Extract to read —
Love is composed of a single soul inhabiting two bodies. Aristotle
For many caregivers, there is never a day off. Sure respite care is available, but even when we have a day or an hour of respite, we are always just a phone call away, and we are always wondering what is going on with our Caree.
My phone call came on Wednesday January 25 , 2006…’Chris, I am sorry to have to tell you, but Father Orlando’s kidneys have failed…I am so sorry, he does not have very long to live.” The call was surreal…My response was…”Can you hold off on giving him morphine until I get there, I want to be able to talk to him.” ‘I’m sorry, Chris…we have already started him on the morphine, we do not want him to experience any pain. Of course, I did not want him to experience any more pain, too.
When Father Orlando started his transition to eternal life, it was a peaceful 36 hours for him. While the last few years of his life were filled with many health calamities, his peaceful transition into eternal life was truly a gift from God; it was a special gift for us both.
When I arrived at the hospital, he was lying peacefully in bed with an angelic smile on his face. What was significant about Wednesday January 25th was that he was going to be discharged from the hospital that afternoon. I spent the morning preparing for his return home with a visit to the grocery store, storing up his favorite foods for the next chapter in our Caregiving journey.

Apply what you read —
**1.** Summarize the caregiving text in two sentences.
**2.** In the caregiving text, start at the words "Love is composed" and end after "more pain, too.", then write out that passage with "respite" swapped for "relief".

Data block —
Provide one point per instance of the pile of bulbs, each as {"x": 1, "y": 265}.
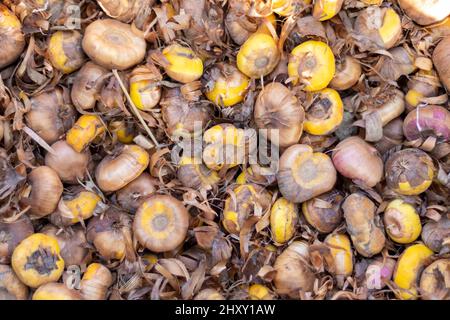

Solution set —
**1.** Caregivers never truly have a day off, since even during respite they remain a phone call away and keep wondering about their Caree. A call on January 25, 2006, the day Father Orlando was to be discharged from the hospital, brought word that his kidneys had failed, and his peaceful 36-hour transition to eternal life is called a gift from God.

**2.**
Love is composed of a single soul inhabiting two bodies. Aristotle
For many caregivers, there is never a day off. Sure relief care is available, but even when we have a day or an hour of relief, we are always just a phone call away, and we are always wondering what is going on with our Caree.
My phone call came on Wednesday January 25 , 2006…’Chris, I am sorry to have to tell you, but Father Orlando’s kidneys have failed…I am so sorry, he does not have very long to live.” The call was surreal…My response was…”Can you hold off on giving him morphine until I get there, I want to be able to talk to him.” ‘I’m sorry, Chris…we have already started him on the morphine, we do not want him to experience any pain. Of course, I did not want him to experience any more pain, too.